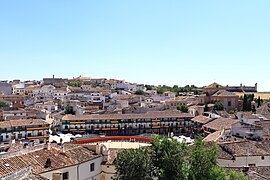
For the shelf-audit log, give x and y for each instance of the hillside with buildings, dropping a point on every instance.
(59, 128)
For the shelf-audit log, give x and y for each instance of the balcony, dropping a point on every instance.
(81, 122)
(38, 137)
(114, 122)
(37, 128)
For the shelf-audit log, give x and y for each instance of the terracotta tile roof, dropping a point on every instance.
(5, 124)
(221, 123)
(245, 148)
(70, 155)
(247, 115)
(213, 137)
(27, 122)
(224, 93)
(214, 86)
(201, 119)
(11, 165)
(154, 114)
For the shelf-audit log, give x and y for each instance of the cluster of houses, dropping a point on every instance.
(32, 111)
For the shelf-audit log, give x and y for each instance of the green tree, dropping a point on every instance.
(134, 164)
(237, 176)
(3, 104)
(206, 108)
(182, 108)
(203, 161)
(259, 101)
(218, 106)
(168, 157)
(139, 92)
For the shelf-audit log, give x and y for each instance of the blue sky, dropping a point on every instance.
(151, 42)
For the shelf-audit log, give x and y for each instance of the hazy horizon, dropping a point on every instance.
(148, 42)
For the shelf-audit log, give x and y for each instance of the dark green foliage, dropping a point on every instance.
(139, 92)
(218, 106)
(206, 108)
(203, 161)
(259, 101)
(168, 158)
(134, 164)
(237, 176)
(182, 108)
(3, 104)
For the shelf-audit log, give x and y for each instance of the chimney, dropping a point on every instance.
(48, 163)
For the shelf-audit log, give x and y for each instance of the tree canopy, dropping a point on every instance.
(167, 159)
(134, 164)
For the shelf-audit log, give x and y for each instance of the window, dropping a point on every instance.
(92, 167)
(65, 176)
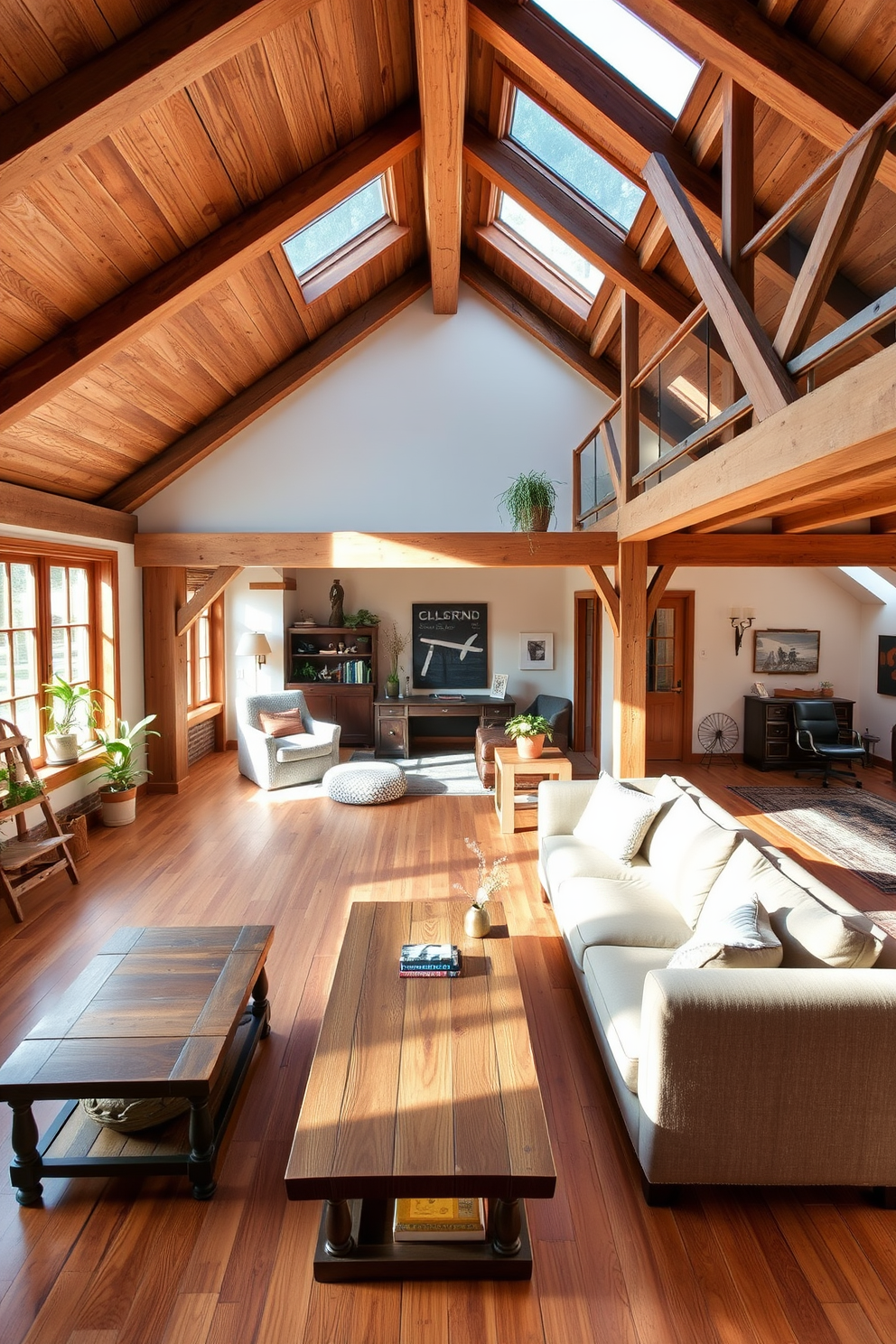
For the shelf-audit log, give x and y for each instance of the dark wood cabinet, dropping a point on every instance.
(770, 741)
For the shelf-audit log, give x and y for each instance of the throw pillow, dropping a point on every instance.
(615, 818)
(730, 937)
(286, 723)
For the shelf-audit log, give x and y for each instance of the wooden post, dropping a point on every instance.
(630, 664)
(165, 677)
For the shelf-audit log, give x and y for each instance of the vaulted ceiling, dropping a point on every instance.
(154, 156)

Your goal:
Reproduce the lines from the line with "tree, dropping a point on every instance." through the last line of the entries exactly, including both ends and excluding pictures.

Finished answer:
For the shelf-audit log, give x and y for each instance of the green tree, dropping a point on every instance.
(134, 164)
(237, 176)
(3, 104)
(206, 108)
(182, 108)
(203, 161)
(259, 101)
(218, 106)
(168, 157)
(139, 92)
For the shelf-audit log, give x and y for each instance of the blue sky, dropping a point on every instance.
(151, 42)
For the shelf-audit log, give x and y for each instance of the hazy horizon, dropping a point on every instance.
(148, 42)
For the shelf-audit log, give x and y for each instance of the dark green foliage, dropping a point on every instance.
(139, 92)
(218, 106)
(206, 108)
(203, 161)
(259, 101)
(168, 158)
(134, 164)
(237, 176)
(182, 108)
(3, 104)
For the shelf-audit log, give x and y for each instance of the chimney, dropping a point on every instance.
(48, 163)
For the shelf-audit log, give x and y for each instance of the tree canopy, dropping a point on every instance.
(167, 159)
(134, 164)
For the shelf-audit log, give x and y for each instance of the window, dropping a point on every instance.
(92, 167)
(65, 176)
For the shelf-audit log, give x and y for each instance of the dark wood cabinet, dropping a point on every instance.
(770, 741)
For the shelf-audit log, give x and y for each instance of the throw pillow, dropping a point on every instance.
(615, 818)
(730, 937)
(286, 723)
For the shelf-audit log, give x and y for each instance of the wooden post, dropping a point on every instance.
(630, 664)
(165, 677)
For the shelf-audit log, give x and y for each instance of the vaulted ceiling, dropping a point on every instance.
(154, 156)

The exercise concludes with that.